Text passage ▸
* START *
9. Cooperative analysis and design 179

9.2 Cooperative analysis and design for generic products

In the above section the focus has been on situations in which the aim was to develop one or more computer applications and to change organisational structures in a specific practice. In this section I address the question of what cooperative analysis has to offer in situations where the aim is to develop generic products to a market.

The aim of EuroCoOp was and the aim of EuroCODE is (1993) to develop generic CSCW applications to a market. To this end, GB was chosen as an appropriate setting for getting experiences with the possible uses of these applications. GB was appropriate partly because of its complexity and its distributed work. What probably counted more, was that the GB had the resources and the interest in actually working with the suggested new technologies enabling them to challenge our designs and provide new ideas.

What made GB an appropriate user-site was not so much a question of whether it was representative or typical, it was more because they were committed to actually use the designs and committed to actually challenge them.

Put a bit simplistic, one could say that the aim in these projects is not for us (the researchers) to change and develop for the GB, but rather vice versa that the task of GB to a large extent is to change our designs. Metaphorically, we can say that the situation in the AT project resembled one in which we had a nail and the problem of getting it into the wood looking for suitable hammers, whereas the situation in EuroCoOp/EuroCODE is more characterised by having a hammer looking for nails to apply it on. (The challenge is of course not, like the baby, to take everything for a nail.)
* END *
Data shown ▸
* START *
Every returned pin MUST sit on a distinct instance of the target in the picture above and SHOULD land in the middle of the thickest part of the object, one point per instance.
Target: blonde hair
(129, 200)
* END *
Brief ▸ In the passage on cooperative design for generic products, what were EuroCoOp and EuroCODE aiming to develop? The listing has no connection to the passage on cooperative design.

Task output ▸ Generic CSCW applications for a market.